- EXERCISE BRIEF
Show each line of the data below that has the string "positive" in it.

- INFORMATION SUPPLIED
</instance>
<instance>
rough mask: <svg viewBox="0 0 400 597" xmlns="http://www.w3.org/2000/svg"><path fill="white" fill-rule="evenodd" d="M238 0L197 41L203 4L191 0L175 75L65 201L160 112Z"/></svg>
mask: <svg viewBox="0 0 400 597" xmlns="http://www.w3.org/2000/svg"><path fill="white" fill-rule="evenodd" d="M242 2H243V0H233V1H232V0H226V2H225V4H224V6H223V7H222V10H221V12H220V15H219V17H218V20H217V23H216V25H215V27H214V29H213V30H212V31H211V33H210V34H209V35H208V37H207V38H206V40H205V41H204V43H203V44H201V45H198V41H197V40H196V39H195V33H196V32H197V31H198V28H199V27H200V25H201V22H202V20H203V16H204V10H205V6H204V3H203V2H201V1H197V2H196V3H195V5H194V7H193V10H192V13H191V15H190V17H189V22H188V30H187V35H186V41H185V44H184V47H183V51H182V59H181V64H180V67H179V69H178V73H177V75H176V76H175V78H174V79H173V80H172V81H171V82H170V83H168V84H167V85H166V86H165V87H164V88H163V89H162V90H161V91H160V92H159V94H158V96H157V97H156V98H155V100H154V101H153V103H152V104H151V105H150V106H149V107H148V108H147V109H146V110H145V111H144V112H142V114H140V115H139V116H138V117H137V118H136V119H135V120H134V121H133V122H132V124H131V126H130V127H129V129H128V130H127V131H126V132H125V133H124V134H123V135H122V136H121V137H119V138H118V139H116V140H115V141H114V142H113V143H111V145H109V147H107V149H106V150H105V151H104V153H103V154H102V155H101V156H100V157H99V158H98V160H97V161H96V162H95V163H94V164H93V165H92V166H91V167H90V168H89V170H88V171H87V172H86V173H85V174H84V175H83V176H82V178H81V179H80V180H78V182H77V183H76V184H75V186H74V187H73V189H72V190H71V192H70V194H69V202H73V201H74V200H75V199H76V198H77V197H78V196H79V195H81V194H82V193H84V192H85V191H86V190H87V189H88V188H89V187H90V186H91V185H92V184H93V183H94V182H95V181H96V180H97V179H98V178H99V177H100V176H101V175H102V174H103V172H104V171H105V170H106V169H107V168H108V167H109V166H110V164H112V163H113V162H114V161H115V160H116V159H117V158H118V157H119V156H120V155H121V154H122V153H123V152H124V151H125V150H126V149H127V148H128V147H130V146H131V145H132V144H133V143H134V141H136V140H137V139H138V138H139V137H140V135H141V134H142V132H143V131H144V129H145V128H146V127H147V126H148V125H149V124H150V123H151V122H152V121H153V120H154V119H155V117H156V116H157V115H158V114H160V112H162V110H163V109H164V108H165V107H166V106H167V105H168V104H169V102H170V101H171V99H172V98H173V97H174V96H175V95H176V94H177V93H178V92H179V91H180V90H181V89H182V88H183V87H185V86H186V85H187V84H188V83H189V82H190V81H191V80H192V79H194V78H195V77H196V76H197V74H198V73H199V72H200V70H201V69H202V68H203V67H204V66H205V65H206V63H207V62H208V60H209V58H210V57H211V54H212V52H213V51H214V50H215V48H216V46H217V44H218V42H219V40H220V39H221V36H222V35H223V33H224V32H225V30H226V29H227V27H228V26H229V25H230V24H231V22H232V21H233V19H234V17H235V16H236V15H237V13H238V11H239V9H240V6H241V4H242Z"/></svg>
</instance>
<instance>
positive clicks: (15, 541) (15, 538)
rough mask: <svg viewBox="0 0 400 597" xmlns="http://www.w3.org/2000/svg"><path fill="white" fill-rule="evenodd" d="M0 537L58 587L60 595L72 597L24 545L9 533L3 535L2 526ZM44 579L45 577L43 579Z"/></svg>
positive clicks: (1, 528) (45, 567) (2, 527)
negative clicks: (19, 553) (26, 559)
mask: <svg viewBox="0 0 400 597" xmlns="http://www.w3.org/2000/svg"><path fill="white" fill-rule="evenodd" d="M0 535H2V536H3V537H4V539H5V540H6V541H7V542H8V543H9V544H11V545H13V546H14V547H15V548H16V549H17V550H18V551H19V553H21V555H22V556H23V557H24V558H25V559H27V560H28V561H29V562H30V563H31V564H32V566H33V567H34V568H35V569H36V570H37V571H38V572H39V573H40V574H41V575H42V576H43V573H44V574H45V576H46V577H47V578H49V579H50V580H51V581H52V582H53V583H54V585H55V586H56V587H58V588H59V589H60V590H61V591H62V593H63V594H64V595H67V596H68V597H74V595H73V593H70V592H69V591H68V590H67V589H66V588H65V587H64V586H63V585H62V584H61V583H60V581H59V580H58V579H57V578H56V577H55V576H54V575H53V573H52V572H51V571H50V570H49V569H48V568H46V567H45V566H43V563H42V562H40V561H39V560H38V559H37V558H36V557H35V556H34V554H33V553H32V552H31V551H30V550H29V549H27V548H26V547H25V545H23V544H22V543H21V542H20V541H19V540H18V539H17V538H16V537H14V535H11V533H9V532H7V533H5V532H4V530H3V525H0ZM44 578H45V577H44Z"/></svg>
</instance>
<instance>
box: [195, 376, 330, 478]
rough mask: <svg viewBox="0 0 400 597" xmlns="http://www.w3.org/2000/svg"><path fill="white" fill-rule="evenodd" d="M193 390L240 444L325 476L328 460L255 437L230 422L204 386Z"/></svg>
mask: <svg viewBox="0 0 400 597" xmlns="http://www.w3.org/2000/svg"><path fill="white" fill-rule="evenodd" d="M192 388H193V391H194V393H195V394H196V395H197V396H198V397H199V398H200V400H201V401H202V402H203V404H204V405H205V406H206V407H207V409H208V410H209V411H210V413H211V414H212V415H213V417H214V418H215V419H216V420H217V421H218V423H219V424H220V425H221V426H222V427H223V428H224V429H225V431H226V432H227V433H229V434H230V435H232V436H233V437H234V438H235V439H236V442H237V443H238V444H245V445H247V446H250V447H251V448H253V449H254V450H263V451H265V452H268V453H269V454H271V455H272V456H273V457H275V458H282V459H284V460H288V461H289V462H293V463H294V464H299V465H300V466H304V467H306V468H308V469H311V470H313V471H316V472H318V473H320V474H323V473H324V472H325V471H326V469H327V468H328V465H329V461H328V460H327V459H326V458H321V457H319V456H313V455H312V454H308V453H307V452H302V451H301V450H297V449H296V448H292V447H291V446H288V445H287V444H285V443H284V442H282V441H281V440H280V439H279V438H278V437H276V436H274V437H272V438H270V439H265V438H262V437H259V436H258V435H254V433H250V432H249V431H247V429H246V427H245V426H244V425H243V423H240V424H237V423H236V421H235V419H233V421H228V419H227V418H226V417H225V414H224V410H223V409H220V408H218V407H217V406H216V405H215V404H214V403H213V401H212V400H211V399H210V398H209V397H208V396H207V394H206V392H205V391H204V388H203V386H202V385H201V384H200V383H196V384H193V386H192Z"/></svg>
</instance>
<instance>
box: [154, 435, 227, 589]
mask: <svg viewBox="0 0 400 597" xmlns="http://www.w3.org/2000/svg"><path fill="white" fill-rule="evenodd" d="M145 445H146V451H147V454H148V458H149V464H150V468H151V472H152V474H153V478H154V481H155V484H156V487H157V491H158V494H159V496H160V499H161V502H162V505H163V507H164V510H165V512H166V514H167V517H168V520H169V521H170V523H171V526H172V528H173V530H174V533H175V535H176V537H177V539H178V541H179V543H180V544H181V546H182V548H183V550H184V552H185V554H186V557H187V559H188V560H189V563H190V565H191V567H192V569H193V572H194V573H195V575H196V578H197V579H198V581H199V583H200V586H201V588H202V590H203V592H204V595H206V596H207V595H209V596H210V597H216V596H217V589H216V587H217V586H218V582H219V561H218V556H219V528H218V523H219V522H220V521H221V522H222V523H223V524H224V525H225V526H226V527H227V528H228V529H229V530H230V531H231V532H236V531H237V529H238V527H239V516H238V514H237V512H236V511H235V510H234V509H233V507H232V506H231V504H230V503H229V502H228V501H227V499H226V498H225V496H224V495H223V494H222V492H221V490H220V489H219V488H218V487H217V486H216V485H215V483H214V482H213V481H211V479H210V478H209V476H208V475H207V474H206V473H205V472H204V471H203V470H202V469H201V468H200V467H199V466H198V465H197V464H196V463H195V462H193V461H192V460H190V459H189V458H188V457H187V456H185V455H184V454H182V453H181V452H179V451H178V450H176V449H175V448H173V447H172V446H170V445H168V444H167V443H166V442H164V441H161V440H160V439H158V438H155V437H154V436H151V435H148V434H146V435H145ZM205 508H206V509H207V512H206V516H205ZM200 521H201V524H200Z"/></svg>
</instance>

- FINISHED TASK
positive clicks: (15, 541) (15, 538)
positive clicks: (1, 528) (45, 567) (2, 527)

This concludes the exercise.